▶ [Provided material]:

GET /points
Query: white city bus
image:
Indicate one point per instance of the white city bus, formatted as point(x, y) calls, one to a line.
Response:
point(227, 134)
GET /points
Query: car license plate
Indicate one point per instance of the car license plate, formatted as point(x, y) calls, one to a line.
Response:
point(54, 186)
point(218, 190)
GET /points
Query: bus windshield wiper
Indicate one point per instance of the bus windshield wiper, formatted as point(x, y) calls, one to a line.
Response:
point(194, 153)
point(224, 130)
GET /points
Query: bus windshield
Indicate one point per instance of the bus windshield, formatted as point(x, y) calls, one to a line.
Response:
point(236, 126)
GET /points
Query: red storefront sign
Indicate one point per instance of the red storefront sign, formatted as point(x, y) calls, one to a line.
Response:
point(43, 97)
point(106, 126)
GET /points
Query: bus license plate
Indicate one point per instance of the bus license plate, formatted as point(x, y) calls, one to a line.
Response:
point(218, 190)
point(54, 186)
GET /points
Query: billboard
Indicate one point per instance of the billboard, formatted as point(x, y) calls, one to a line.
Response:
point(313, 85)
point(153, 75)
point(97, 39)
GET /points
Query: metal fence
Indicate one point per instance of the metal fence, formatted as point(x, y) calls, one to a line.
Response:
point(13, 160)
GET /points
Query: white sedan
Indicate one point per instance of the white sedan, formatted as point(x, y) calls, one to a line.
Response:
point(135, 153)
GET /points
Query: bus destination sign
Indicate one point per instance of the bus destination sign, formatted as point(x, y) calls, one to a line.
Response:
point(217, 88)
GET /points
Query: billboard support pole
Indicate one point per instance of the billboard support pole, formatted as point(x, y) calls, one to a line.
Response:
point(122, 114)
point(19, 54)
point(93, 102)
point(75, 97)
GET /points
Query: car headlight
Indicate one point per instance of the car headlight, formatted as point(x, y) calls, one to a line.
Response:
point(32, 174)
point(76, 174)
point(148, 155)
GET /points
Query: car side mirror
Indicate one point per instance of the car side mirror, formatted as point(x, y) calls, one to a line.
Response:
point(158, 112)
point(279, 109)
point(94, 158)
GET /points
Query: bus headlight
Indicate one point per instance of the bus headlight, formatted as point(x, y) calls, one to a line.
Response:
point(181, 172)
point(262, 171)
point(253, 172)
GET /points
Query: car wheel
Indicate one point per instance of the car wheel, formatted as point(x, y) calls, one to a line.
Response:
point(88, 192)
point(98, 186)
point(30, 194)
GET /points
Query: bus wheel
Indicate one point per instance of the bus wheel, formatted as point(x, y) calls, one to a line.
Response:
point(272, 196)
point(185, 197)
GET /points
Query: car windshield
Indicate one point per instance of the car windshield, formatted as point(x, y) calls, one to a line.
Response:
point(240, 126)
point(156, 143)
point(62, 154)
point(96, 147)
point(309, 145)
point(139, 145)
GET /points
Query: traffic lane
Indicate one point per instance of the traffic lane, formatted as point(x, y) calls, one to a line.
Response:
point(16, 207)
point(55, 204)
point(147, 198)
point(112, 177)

▶ [Task item]:
Go through the data and return every record exactly.

▶ [Answer for this exercise]:
GET /points
Query: white city bus
image:
Indicate one point per instance of the white city bus, formatted as point(x, y) calls, one to a line.
Response:
point(227, 134)
GET /points
Query: car license plate
Indicate one point per instance of the car license plate, formatted as point(x, y) calls, one to a line.
Response:
point(54, 186)
point(218, 190)
GET /points
Query: bus windshield wiper
Indicate one point per instance of the bus windshield wiper, formatted as point(x, y) calls, one to a line.
Response:
point(194, 153)
point(224, 130)
GET /points
Query: bus windshield
Indicate one point per instance of the bus windshield, formatted as point(x, y) calls, one to a line.
Response:
point(236, 126)
GET /points
Query: red storefront sign
Indicate one point per instance of the red storefront sign, formatted as point(x, y) calls, one to a line.
Response:
point(43, 97)
point(106, 126)
GET /points
Query: bus license plate
Indicate one point per instance of the bus license plate, formatted as point(x, y) calls, one to a line.
Response:
point(218, 190)
point(54, 186)
GET /points
Query: billboard
Indicate one point per instance of the billboard, formatted as point(x, y) calls, one to a line.
Response:
point(313, 85)
point(153, 75)
point(97, 39)
GET /points
Query: metal fence
Indicate one point per instance of the metal fence, formatted as point(x, y) calls, one to a line.
Response:
point(13, 160)
GET /points
Query: white sedan
Indicate one point per instance of the white sedan, formatted as point(x, y) calls, one to a line.
Response:
point(135, 153)
GET /points
Query: bus destination sign
Indicate one point per instance of the bus destination sign, formatted as point(x, y) calls, one to a line.
Response:
point(217, 88)
GET /points
Query: billboard support pole
Indicate one point per instance of the billboard support pole, formatted as point(x, y) calls, one to a line.
Response:
point(122, 114)
point(19, 54)
point(93, 102)
point(75, 97)
GET /points
Query: car headlight
Indicate one point per instance of the car headlight, formatted as point(x, y) calls, one to a line.
Response:
point(32, 174)
point(76, 174)
point(148, 155)
GET /points
Query: car side mirror
Indicate one point per instance of the car side mirror, formatted as point(x, y) calls, one to a line.
Response:
point(158, 112)
point(279, 109)
point(94, 158)
GET /points
Query: bus headlight
Indicate one point per instance of the bus headlight, formatted as point(x, y) calls, one to a line.
Response:
point(181, 172)
point(262, 171)
point(253, 172)
GET /points
Query: car wheel
Indicate one point per instance of the car wheel, formatted as point(x, y) calls, one to a line.
Response:
point(88, 192)
point(98, 186)
point(30, 194)
GET /points
Query: bus wheel
Indicate one point per instance of the bus wheel, formatted as point(x, y) calls, one to a line.
Response:
point(272, 196)
point(185, 197)
GET /points
Query: car windshield
Indicate one point per instance of the car windshield, formatted as point(x, y) calls, one to a line.
Response:
point(240, 126)
point(156, 143)
point(62, 154)
point(96, 147)
point(309, 145)
point(139, 145)
GET /points
Query: traffic lane
Indicate one point per instance of the traffic lane, formatted as point(x, y) calls, one to a line.
Response:
point(16, 207)
point(55, 204)
point(147, 198)
point(112, 177)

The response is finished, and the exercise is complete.